**EXCERPTED DATA**

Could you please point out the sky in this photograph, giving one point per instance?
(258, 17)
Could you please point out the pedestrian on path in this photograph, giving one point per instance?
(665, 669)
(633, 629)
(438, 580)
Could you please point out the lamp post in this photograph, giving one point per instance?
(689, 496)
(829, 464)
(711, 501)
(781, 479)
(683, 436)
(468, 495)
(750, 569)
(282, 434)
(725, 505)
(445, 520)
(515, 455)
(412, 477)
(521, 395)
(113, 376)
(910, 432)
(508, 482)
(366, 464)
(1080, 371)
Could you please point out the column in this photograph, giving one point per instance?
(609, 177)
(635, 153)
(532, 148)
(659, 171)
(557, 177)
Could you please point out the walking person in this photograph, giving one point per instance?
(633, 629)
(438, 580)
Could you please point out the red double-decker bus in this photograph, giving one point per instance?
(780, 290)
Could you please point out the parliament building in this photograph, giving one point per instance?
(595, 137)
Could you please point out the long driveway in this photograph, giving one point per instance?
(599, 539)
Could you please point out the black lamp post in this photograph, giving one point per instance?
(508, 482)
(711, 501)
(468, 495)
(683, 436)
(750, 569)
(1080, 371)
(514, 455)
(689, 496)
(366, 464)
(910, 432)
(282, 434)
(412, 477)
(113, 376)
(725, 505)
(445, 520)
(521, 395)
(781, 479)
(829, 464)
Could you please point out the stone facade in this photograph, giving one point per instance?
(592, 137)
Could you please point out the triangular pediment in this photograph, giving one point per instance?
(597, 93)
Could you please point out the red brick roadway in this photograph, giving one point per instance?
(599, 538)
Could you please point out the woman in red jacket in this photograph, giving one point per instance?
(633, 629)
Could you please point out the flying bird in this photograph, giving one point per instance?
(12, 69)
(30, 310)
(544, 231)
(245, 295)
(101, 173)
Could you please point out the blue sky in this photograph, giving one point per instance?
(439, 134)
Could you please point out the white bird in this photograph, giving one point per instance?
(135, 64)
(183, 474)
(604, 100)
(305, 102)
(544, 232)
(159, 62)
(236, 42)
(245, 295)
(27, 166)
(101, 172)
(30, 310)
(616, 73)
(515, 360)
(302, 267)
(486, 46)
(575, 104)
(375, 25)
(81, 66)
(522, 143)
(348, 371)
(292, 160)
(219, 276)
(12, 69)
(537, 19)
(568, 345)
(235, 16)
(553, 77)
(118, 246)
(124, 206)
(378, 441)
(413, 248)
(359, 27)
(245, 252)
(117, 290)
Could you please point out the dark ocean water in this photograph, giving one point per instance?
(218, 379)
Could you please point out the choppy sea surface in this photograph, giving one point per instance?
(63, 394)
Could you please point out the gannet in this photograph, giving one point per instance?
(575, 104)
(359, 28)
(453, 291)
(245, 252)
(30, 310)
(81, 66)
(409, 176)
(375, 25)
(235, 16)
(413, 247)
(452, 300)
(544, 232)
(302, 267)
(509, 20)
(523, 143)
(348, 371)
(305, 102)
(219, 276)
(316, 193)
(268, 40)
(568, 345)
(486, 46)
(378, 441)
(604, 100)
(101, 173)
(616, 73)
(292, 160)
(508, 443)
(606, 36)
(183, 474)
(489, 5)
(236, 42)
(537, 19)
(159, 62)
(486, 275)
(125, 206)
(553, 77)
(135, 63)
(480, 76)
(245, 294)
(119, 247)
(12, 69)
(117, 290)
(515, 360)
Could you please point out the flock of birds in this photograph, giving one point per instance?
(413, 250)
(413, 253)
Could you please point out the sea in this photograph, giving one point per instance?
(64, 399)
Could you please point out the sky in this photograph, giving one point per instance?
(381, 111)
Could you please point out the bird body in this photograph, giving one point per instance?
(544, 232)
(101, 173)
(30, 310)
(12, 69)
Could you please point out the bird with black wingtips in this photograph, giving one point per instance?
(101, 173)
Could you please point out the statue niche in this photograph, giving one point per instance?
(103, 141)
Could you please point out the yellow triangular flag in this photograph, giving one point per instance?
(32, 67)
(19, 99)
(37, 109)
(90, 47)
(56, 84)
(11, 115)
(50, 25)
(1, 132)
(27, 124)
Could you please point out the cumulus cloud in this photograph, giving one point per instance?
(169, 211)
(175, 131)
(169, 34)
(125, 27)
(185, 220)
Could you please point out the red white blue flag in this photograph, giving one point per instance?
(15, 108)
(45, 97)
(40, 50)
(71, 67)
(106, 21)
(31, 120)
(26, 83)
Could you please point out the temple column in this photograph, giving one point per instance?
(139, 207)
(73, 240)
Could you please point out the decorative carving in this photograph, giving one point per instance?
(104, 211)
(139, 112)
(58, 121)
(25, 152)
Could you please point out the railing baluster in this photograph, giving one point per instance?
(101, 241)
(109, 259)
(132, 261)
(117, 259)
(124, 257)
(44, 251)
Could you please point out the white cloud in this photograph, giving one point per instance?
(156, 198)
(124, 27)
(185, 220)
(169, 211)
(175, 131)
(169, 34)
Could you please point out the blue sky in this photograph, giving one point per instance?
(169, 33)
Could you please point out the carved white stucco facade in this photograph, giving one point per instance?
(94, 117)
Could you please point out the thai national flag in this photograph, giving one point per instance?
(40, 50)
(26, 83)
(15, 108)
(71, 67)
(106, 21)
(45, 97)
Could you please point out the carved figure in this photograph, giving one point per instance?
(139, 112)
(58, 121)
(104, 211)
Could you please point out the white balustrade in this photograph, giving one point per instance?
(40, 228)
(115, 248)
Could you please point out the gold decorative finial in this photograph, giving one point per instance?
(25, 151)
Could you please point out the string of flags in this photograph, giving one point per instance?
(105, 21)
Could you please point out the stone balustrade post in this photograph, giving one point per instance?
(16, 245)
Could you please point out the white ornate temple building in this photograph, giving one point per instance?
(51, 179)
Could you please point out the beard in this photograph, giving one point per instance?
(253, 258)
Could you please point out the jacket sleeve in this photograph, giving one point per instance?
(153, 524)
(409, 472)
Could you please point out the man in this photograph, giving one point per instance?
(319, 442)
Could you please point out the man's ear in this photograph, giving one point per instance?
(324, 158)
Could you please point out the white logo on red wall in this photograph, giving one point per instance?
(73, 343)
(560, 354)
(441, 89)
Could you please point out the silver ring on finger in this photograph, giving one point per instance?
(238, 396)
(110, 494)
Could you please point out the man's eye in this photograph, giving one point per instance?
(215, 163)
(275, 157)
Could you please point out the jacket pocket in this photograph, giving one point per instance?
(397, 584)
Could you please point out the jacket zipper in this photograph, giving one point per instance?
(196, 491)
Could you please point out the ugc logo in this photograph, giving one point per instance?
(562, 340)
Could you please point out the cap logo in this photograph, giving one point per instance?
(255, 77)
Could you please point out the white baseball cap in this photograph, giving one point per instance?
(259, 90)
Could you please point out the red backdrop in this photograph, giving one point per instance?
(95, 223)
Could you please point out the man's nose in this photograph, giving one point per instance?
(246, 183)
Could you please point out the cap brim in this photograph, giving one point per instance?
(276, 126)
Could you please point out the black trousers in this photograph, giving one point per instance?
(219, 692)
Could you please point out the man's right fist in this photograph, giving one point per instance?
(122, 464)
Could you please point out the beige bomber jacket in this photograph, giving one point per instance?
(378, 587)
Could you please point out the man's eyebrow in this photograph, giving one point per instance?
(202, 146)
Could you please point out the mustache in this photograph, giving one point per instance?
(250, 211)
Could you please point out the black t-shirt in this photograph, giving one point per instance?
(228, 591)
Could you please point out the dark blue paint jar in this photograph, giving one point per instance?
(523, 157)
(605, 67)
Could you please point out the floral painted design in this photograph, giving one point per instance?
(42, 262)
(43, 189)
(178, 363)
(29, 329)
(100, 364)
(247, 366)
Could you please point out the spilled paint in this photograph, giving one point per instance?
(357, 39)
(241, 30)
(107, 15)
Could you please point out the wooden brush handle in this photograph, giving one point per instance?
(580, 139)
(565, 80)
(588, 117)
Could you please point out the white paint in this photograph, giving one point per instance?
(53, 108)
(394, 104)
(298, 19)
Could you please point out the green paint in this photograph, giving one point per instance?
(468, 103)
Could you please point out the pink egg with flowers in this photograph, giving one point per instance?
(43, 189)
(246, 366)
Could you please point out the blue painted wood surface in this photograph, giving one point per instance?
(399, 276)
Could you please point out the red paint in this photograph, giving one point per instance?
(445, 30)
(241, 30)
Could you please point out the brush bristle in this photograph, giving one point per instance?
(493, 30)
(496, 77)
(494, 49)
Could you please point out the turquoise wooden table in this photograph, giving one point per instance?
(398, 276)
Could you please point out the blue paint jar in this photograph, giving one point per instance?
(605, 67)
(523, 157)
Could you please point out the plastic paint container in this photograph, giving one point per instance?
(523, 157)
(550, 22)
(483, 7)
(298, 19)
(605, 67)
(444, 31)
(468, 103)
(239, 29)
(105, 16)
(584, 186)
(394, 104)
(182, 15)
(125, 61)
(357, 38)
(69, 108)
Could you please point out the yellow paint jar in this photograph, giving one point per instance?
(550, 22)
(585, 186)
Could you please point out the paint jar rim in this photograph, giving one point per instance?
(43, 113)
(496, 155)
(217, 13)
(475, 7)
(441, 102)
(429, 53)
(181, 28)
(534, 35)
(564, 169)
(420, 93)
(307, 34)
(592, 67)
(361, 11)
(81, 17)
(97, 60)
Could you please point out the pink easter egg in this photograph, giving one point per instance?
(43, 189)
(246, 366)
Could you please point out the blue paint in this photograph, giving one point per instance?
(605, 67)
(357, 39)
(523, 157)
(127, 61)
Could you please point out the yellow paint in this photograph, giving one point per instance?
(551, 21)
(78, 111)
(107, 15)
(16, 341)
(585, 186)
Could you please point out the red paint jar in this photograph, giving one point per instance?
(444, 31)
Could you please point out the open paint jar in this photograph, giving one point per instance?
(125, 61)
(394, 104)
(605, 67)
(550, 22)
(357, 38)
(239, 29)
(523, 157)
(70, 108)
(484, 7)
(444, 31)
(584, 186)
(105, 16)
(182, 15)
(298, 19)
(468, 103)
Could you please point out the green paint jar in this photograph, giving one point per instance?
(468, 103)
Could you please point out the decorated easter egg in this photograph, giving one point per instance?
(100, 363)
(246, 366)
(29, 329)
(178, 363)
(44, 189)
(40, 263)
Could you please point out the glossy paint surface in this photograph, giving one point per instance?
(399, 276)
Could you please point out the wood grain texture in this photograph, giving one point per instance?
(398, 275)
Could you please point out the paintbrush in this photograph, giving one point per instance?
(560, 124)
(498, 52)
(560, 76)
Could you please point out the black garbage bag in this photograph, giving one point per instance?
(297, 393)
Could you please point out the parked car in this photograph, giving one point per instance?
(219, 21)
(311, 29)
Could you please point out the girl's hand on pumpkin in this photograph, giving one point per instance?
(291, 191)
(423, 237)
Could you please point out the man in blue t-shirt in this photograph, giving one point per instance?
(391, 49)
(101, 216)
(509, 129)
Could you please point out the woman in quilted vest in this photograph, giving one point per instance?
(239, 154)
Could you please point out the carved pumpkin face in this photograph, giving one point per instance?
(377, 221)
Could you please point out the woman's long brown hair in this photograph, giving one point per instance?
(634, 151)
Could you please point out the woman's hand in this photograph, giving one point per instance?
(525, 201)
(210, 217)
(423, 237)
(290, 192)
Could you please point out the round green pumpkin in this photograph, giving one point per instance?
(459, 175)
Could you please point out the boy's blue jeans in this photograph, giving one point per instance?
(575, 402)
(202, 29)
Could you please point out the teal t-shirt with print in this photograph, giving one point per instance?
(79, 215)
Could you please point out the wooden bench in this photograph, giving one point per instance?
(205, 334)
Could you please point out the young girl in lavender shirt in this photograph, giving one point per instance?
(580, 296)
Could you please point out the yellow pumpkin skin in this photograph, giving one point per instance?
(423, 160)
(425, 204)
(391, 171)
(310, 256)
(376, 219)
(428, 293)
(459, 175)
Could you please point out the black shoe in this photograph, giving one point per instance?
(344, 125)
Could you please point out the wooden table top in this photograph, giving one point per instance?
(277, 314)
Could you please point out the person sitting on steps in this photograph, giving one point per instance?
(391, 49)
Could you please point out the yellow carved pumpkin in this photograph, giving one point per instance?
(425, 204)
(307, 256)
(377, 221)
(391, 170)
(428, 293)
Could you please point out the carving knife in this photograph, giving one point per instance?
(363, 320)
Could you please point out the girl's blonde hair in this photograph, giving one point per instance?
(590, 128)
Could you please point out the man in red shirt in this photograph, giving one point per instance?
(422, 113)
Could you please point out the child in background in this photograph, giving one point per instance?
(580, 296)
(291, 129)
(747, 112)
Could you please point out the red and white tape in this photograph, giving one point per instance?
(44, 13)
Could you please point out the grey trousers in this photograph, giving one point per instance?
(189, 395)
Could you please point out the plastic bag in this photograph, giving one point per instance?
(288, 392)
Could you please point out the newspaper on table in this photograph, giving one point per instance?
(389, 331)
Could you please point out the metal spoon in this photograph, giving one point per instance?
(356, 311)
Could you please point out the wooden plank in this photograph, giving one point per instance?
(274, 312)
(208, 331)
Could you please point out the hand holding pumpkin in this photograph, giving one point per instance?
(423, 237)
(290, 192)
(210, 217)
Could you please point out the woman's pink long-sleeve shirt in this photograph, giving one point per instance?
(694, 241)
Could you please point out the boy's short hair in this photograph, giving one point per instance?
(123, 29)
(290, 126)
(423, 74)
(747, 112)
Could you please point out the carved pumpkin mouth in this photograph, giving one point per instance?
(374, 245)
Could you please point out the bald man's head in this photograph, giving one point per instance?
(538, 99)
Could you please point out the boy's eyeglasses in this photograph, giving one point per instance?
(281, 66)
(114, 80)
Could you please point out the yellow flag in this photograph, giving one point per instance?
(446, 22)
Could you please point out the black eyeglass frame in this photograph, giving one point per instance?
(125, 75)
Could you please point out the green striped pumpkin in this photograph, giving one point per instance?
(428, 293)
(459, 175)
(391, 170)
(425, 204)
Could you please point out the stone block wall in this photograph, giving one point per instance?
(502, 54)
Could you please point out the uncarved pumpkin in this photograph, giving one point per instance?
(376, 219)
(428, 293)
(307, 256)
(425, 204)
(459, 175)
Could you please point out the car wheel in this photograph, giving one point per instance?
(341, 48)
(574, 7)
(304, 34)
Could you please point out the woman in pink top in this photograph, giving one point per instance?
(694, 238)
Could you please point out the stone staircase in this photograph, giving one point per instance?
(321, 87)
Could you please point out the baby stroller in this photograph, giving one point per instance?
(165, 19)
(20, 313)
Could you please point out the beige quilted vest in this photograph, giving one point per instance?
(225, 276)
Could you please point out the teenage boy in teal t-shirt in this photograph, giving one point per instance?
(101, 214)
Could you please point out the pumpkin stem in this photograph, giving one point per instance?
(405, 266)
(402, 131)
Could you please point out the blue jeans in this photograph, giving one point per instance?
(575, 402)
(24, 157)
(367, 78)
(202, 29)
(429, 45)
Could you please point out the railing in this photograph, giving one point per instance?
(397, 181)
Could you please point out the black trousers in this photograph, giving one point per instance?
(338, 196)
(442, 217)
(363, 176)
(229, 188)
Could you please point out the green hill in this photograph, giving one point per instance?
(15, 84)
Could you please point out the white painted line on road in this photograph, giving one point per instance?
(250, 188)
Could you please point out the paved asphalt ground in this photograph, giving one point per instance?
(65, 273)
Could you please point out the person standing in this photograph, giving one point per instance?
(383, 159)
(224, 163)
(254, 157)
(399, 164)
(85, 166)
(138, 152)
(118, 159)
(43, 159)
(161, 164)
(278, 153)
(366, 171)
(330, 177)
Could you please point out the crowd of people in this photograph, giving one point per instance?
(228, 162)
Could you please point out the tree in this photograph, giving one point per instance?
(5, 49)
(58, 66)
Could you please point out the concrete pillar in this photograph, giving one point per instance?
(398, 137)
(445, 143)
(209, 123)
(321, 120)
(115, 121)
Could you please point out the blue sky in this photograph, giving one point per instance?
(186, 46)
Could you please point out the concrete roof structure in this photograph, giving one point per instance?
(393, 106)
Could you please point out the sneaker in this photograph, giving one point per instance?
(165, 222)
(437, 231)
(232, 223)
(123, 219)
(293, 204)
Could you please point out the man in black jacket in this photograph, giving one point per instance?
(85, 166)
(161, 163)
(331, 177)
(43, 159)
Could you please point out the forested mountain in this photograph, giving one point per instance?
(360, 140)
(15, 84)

**WHAT IS REQUIRED**
Reproduce the data verbatim, starting at the line that contains "Could you please point out the concrete roof" and continuing through the final line of the data, both ends included.

**EXERCISE OUTPUT**
Could you please point out the concrete roof structure in this photograph, giving one point per instance?
(393, 106)
Could you please point out the sneaker in this photograph, giving one point per instance?
(165, 222)
(437, 231)
(232, 223)
(123, 219)
(293, 204)
Could you please point out the man in black jacket in this photograph, giving one point per instance?
(85, 166)
(161, 163)
(331, 177)
(43, 159)
Could you please point out the forested mountain in this photograph, giving one point per instance?
(360, 140)
(15, 84)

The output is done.